▶ _WORK INSTRUCTIONS_
Reproduce every item below word for word, but leave the pictures out of your copy.

[Excerpts from a point labeling dataset]

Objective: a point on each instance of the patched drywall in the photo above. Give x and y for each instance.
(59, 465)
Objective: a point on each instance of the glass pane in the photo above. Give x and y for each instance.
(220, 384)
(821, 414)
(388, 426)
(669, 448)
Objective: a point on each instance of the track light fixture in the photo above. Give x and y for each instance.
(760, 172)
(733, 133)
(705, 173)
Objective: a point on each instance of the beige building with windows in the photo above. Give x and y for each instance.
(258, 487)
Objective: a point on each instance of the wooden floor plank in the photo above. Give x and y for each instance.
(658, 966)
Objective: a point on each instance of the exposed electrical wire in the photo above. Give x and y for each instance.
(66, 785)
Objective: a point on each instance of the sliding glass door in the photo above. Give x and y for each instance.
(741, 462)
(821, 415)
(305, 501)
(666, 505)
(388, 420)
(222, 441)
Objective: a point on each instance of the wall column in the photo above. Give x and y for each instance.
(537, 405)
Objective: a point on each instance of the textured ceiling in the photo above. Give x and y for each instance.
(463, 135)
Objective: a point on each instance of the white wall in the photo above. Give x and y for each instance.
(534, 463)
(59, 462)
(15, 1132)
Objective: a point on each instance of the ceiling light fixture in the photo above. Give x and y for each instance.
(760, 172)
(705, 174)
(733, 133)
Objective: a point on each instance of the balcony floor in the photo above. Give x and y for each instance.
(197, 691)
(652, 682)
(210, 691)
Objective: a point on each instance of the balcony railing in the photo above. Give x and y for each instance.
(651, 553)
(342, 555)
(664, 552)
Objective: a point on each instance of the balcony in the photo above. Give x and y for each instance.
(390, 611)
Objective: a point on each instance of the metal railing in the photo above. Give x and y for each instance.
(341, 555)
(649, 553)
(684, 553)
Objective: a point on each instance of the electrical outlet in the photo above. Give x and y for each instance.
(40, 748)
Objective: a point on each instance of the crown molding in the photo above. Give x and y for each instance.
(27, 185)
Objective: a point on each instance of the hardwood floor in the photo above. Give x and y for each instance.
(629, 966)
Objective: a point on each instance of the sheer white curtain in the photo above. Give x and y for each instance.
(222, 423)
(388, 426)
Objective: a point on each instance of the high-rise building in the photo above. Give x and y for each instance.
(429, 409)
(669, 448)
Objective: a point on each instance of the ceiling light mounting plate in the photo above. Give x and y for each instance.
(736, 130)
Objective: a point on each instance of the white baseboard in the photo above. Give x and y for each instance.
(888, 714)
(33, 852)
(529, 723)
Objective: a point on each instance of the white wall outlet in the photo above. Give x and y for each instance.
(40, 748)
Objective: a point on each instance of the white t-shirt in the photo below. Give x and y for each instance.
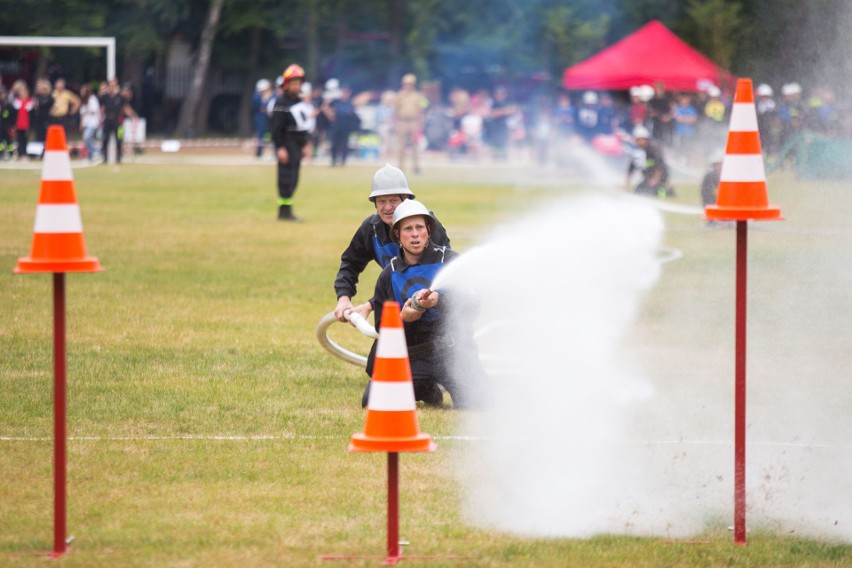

▶ _TASK RESPONSE_
Objective: a point on each instance of the patched drywall in the photo above. Give x and y for each instance.
(59, 465)
Objective: a point on each instance of the glass pane in the photo above. Give x and y for each instance.
(220, 384)
(821, 414)
(388, 426)
(669, 448)
Objective: a point on each instance of the track light fixture in the photo above. Give x and y for each instance.
(760, 172)
(733, 133)
(705, 173)
Objective: a point on each instance of the beige building with windows in the photo above. Give x and y for each instance.
(258, 487)
Objective: a point on each instance of the wooden floor plank in the photo above. Give x and y for each instance.
(658, 966)
Objective: a point on each instance of the exposed electrical wire in the photo above. Give x and y for each instance.
(66, 785)
Objective: a point on each instance of the sliding glass door in the photo above. Give x and y for each instance.
(741, 462)
(821, 415)
(305, 501)
(666, 505)
(388, 420)
(222, 441)
Objective: a point on each instance of the wall column in the photo above. Give x and y for each instance.
(537, 405)
Objective: a point on each instance of the textured ceiling in the photo above. Give x and y for each instance.
(463, 135)
Objective: a point on each instance of the white wall in the photo above. Give x and y for each instance.
(534, 463)
(59, 462)
(15, 1132)
Objective: a point on each instance of the ceiling light fixture in the photo above. Give x and y for each instance.
(760, 172)
(705, 174)
(733, 133)
Objective: a point on each instance of the balcony floor in the photo above. Give x and y for each instance.
(197, 691)
(652, 682)
(210, 691)
Objective: a point on each instance of the balcony railing in the photo above. Give x and y for each instance.
(651, 553)
(342, 555)
(664, 552)
Objective: a point on each instance of the balcony in the photo above. Give x and y for each instance.
(390, 611)
Objective: a point on each instance of the metal railing in the photo above. Give x and y for each instance.
(341, 555)
(649, 553)
(684, 553)
Objective: a point on each instance of the electrical outlet in the photo above. Give x and y for each instance.
(40, 748)
Objective: a point on each instance of the crown molding in the photo above. Give x and y for each instance.
(27, 185)
Objective: a point on each instance of the hardwood floor in the photo above. Give x and y for each instance.
(629, 966)
Objective: a point on each instance of the sheer white curtain in the photo above. Give x and y for each instance.
(222, 423)
(388, 426)
Objective: a point on each instance of the high-rise building in the photo above. Give x and y for each instance.
(429, 409)
(669, 448)
Objective: a point on each instance of the ceiling light mounting plate in the photo above. Give x and y for each instance.
(736, 130)
Objective: a point on each instance of the white baseboard in the photo above. Give x and y for each instance.
(888, 714)
(33, 852)
(529, 723)
Objective: a point on each instance of the white wall outlet in the photo above. Give x and y for each instance.
(40, 748)
Objective: a point on each instance of the white t-shirt in the photo below. Give x and y for each instance.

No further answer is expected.